### Reading passage
◆ ◆ ◆ ◆ ◆ ◆ ◆

No Andy, I only hand mist. If I feel the need to take any water out, I'll siphon from the "pond" area in the front left.


----------



## wax32 (May 9, 2006)

Check out this cool piece of Malaysian driftwood I came across at petco:


----------



## wax32 (May 9, 2006)

Now I just need to find a Pothos and some _Ficus pumilia_ and I will be good to go!


----------



## wax32 (May 9, 2006)

Added some magnolia and oak leaves and cut some pothos I had out on the patio and put it in. Once this stuff grows in the viv will look super-nice IMO.


----------



## Android1313 (Dec 15, 2006)

Love it so much I`m making a couple just like it myself! (pics to follow soon)
Great job! looks professional!


----------



## Dane (Aug 19, 2004)

Wow, 1/4" glass? That seems like a bit overkill. I've built at least 75 vert fronts over the past 3 years, and always used the 3/32" glass for 10 and 18 gal tanks, and never had a piece break on me. I'd imagine that that front adds quite a bit of weight to the finished product? Looks good, don't get me wrong.

◆ ◆ ◆ ◆ ◆ ◆ ◆

### Exercise material
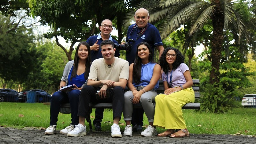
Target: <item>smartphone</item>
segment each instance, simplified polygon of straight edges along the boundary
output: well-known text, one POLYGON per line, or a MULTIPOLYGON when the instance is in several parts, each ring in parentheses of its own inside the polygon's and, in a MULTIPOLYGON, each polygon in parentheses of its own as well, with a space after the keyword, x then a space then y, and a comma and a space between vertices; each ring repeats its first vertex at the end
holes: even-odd
POLYGON ((96 99, 97 100, 101 100, 103 99, 108 99, 109 98, 109 92, 106 92, 106 94, 107 95, 105 97, 104 97, 104 96, 102 96, 102 98, 101 98, 101 97, 100 97, 100 96, 99 95, 99 92, 100 92, 100 91, 98 91, 97 92, 98 92, 97 93, 96 93, 95 94, 95 96, 96 97, 96 99))

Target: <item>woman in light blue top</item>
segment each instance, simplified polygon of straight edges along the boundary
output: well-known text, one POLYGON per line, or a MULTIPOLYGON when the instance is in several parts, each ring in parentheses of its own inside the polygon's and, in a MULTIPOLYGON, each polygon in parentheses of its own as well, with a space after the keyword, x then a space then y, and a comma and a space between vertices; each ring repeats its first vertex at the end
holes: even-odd
POLYGON ((56 132, 56 125, 60 107, 62 103, 69 103, 71 111, 71 123, 70 125, 60 131, 67 135, 78 124, 77 116, 78 103, 81 90, 86 84, 91 65, 90 47, 85 42, 80 43, 76 48, 74 60, 67 63, 60 80, 60 88, 71 85, 74 88, 55 92, 51 99, 50 126, 45 131, 45 134, 52 134, 56 132))
POLYGON ((153 62, 152 53, 149 44, 145 42, 139 44, 134 63, 130 65, 127 86, 130 91, 124 93, 124 105, 123 109, 124 119, 126 126, 124 136, 131 136, 132 129, 131 125, 133 104, 140 102, 148 117, 149 125, 141 133, 144 136, 154 136, 156 130, 153 126, 155 108, 153 102, 157 94, 160 66, 153 62))

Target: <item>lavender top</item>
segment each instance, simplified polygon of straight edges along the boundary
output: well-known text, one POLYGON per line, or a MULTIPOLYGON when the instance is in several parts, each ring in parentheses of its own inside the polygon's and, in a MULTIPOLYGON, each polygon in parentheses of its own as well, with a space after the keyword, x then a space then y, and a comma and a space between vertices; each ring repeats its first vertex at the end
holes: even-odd
MULTIPOLYGON (((185 71, 188 70, 189 70, 189 69, 188 66, 184 63, 181 63, 175 70, 172 71, 172 87, 178 86, 181 85, 183 85, 187 82, 183 74, 185 71)), ((170 82, 171 73, 171 71, 169 70, 167 75, 164 72, 162 74, 163 81, 167 81, 169 85, 171 84, 170 82)))

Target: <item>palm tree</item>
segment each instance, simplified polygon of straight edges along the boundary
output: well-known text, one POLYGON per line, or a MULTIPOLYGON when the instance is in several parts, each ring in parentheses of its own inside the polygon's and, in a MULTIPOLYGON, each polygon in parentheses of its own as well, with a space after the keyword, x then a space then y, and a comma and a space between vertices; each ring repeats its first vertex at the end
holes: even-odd
MULTIPOLYGON (((225 42, 230 42, 224 39, 227 31, 232 34, 235 43, 239 45, 243 54, 247 54, 248 47, 250 50, 255 51, 255 15, 250 11, 254 2, 241 0, 234 2, 229 0, 151 0, 143 1, 137 7, 144 7, 149 11, 150 22, 161 20, 158 28, 162 38, 181 25, 188 23, 191 26, 187 31, 188 44, 189 40, 204 26, 210 24, 212 26, 210 45, 212 49, 210 60, 212 62, 210 82, 213 84, 220 82, 221 53, 228 48, 225 46, 228 45, 225 42), (242 7, 235 6, 238 3, 247 6, 247 12, 239 11, 242 7)), ((253 10, 255 12, 255 10, 253 10)), ((132 13, 134 15, 134 12, 131 14, 132 13)), ((128 22, 132 15, 128 15, 125 21, 128 22)))

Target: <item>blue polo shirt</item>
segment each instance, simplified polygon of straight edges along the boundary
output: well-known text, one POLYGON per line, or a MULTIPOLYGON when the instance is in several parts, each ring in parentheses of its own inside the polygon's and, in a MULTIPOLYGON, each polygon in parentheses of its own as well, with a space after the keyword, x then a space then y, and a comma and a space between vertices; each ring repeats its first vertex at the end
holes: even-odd
MULTIPOLYGON (((100 33, 100 33, 100 34, 99 35, 91 36, 88 38, 86 41, 86 43, 88 43, 90 46, 92 46, 96 42, 97 40, 99 40, 97 43, 97 44, 100 45, 100 49, 99 49, 99 51, 91 51, 91 60, 92 62, 96 59, 102 58, 102 54, 101 54, 101 53, 100 52, 100 51, 101 51, 101 49, 100 48, 100 44, 103 41, 103 40, 100 36, 100 33)), ((116 41, 112 38, 111 35, 110 35, 109 39, 114 42, 114 43, 118 44, 116 41)), ((120 55, 120 53, 119 53, 119 50, 116 50, 116 52, 115 53, 115 56, 119 57, 120 55)))
MULTIPOLYGON (((142 42, 148 43, 152 52, 154 51, 156 46, 164 45, 159 31, 154 25, 148 23, 148 25, 145 31, 139 37, 139 35, 142 28, 138 28, 137 25, 134 27, 135 24, 131 25, 128 28, 126 38, 136 40, 132 46, 131 51, 126 52, 126 60, 129 62, 129 65, 134 62, 137 51, 137 45, 140 43, 142 42), (137 37, 138 38, 136 40, 137 37)), ((153 56, 154 54, 153 52, 153 56)))

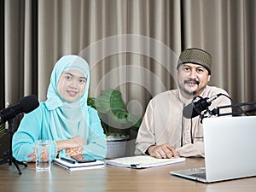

◆ ◆ ◆ ◆ ◆ ◆ ◆

### Complete the following
#1 Tally the lines of the records that contain the string "Target", treating case as significant, and give only the number.
#2 Carry on the forum thread about building a vivarium from the point where it stops.

### Responses for each task
#1 5

#2
Another thing to think about; I used to stick the bottom panel on the plastic lip like you did, but over time, leaks were unavoidable. The seal would be good for several months, but the bonding capacity of silicone to plastic is limited, and it would eventually wiggle free enough to cause slow leaks. I'd reccomend putting your bottom piece inside the lip so that you can silicone glass to glass. Just my .02


----------



## wax32 (May 9, 2006)

Thanks Andy & Dane!

I used 1/4 inch glass on all of my tanks so far. I used it on this one mainly because Josh had 1/4" hinges... But I do like the feeling of safety the 1/4" glass gives, doesn't feel so fragile.

Never thought of that silicone issue Dane, if it starts leaking I'll do a do-over. =)


----------



## jimei126 (Nov 11, 2006)

wow, I just put down the GS on the back of my first 10 gal vert as was kind of worried about how to do eveything. I feel a lot better and a lot more confident after reading this thread. Could you elaborate a little on the pond area in the front right of the tank and on the screen you made thanks.

James


----------



## wax32 (May 9, 2006)

Thanks!









The pond is just an area where I didn't put any leca. The screen I used between the leca and substrate just goes down into the water and is covered by rocks.

I detailed the making of the screen vent in another thread, it is linked in the first post of this thread but I'll link it again here:

http://www.dendroboard.com/phpBB2/viewtopic.php?t=22409


----------



## ksquared (Jan 21, 2007)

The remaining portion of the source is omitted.